(Data items):
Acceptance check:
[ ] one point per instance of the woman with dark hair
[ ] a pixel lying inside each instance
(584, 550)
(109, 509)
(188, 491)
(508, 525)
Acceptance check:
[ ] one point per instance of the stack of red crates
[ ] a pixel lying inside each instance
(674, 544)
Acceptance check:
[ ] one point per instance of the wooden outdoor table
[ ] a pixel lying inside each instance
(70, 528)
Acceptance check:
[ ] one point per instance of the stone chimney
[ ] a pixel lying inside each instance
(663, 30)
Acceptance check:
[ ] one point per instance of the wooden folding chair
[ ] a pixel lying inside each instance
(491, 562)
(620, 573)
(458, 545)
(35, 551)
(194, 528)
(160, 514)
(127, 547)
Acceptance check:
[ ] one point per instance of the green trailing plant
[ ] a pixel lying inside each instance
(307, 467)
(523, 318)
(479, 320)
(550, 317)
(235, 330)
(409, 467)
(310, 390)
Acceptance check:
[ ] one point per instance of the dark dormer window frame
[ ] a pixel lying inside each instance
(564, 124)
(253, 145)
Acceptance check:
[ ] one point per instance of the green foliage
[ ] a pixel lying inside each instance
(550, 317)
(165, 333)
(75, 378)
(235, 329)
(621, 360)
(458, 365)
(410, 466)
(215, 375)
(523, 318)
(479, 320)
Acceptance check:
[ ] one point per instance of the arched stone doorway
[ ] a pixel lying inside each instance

(Description of the task): Could you write out every one of the lines above, character for character?

(Response):
Acceptance check:
[ ] one point per instance of the woman with dark hair
[ ] a pixel lying inside each instance
(584, 550)
(109, 509)
(188, 491)
(508, 525)
Acceptance check:
[ ] one point per instance of the stack of red crates
[ ] a pixel lying inside each instance
(674, 544)
Acceptance check:
[ ] one point per instance of the wooden outdoor table
[ ] a pixel lying inside each instance
(70, 528)
Acceptance check:
[ ] one point per instance of the stone chimney
[ ] a pixel lying inside each instance
(663, 30)
Acceptance check:
[ ] one point per instance of the wooden folding chair
[ ] a pixel lying inside each instance
(491, 562)
(620, 573)
(458, 545)
(35, 551)
(194, 528)
(160, 514)
(127, 547)
Acceptance check:
[ ] one point per instance of the green trailing plant
[ ] a pixel lying inside each instance
(307, 467)
(523, 318)
(479, 320)
(550, 317)
(235, 330)
(409, 467)
(310, 390)
Acceptance check:
[ ] one point per instance of the dark dormer window frame
[ ] a pixel lying inside each instance
(564, 124)
(253, 145)
Acceptance check:
[ ] one point per instance of the green foliage
[ ] a pixel lying inside each instance
(550, 317)
(165, 333)
(75, 378)
(235, 329)
(621, 360)
(458, 365)
(410, 466)
(215, 375)
(523, 318)
(479, 320)
Acceptance check:
[ ] one point per instance of the arched stone doorway
[ ] a pixel lying inside each instance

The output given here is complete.